**EXERCISE DIRECTIONS:** Could you write out all of the material below again, swapping every "benchmark run" for "evaluation pass" and leaving everything else unchanged?

* START MATERIAL TO PROCESS *

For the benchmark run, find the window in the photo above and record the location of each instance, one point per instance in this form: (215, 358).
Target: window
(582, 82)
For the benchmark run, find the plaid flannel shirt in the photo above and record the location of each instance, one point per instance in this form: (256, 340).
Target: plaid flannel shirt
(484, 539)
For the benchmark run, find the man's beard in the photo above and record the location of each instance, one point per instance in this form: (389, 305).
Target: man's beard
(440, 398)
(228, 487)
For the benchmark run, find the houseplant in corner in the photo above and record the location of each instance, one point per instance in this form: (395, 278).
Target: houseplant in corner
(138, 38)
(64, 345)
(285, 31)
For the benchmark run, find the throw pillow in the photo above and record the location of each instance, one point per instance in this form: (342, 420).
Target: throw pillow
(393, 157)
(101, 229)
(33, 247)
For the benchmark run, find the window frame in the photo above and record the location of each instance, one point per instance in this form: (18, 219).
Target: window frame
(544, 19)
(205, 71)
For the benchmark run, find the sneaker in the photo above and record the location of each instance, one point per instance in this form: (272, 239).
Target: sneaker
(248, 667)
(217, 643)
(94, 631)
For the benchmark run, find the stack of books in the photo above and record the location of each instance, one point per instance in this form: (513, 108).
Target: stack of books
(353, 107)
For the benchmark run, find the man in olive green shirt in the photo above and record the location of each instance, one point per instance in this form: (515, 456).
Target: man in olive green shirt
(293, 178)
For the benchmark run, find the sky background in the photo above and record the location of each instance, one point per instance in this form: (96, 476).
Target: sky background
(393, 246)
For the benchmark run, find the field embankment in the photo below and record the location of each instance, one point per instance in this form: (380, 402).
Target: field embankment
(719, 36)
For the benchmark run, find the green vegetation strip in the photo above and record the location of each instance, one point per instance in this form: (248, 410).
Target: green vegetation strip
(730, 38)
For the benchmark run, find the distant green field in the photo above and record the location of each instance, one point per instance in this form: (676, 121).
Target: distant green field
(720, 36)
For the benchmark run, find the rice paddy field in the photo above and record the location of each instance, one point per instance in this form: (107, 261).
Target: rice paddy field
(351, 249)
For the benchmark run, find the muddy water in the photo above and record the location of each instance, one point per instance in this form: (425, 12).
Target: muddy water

* END MATERIAL TO PROCESS *

**FINAL RESULT:**
For the evaluation pass, find the window in the photo above and record the location of each instance, one point per instance in this form: (215, 358).
Target: window
(582, 82)
For the evaluation pass, find the plaid flannel shirt in the photo above and record the location of each instance, one point per instance in this form: (256, 340).
Target: plaid flannel shirt
(484, 539)
For the evaluation pass, find the man's beard in the photo above and record the location of each instance, one point per instance in this form: (389, 305).
Target: man's beard
(440, 398)
(228, 487)
For the evaluation pass, find the houseplant in corner in the photo above and record the location of each instance, one point per instance in this form: (395, 278).
Target: houseplant in corner
(138, 38)
(64, 345)
(285, 31)
For the evaluation pass, find the throw pillow in the photo above and record the location of each instance, one point per instance in this form: (342, 420).
Target: throw pillow
(393, 157)
(101, 229)
(33, 247)
For the evaluation pass, find the window frame in the photo above and record the location of each instance, one point per instance in this form: (18, 219).
Target: window frame
(544, 19)
(205, 71)
For the evaluation pass, find the sneaker in the photo above and record the location of each instance, one point per instance in this form: (272, 239).
Target: sneaker
(248, 667)
(217, 643)
(94, 631)
For the evaluation pass, find the stack of books in the photo above and record the location of each instance, one point per instance in this form: (513, 108).
Target: stack of books
(353, 107)
For the evaluation pass, find the man in olive green shirt in the photo above and record the location of each instance, one point per instance in this form: (515, 456).
Target: man in olive green shirt
(293, 178)
For the evaluation pass, find the sky background in the photo above and record the location of each instance, one point per instance in this form: (96, 476).
Target: sky background
(393, 246)
For the evaluation pass, find the field embankment in the photo below and record the location of each instance, one point per instance in this form: (380, 402).
Target: field embankment
(719, 36)
For the evaluation pass, find the green vegetation strip in the photo above and record the location of each instance, one point per instance in this form: (248, 410).
Target: green vegetation strip
(730, 38)
For the evaluation pass, find the distant green field in the photo above and record the location of each instance, one point per instance in this form: (676, 121).
Target: distant green field
(720, 36)
For the evaluation pass, find the rice paddy field in the photo above and record the location of each instance, one point per instance in this form: (107, 261).
Target: rice paddy field
(351, 249)
For the evaluation pass, find the muddy water in the photo above and record the location of each instance, one point per instance in this form: (425, 12).
Target: muddy water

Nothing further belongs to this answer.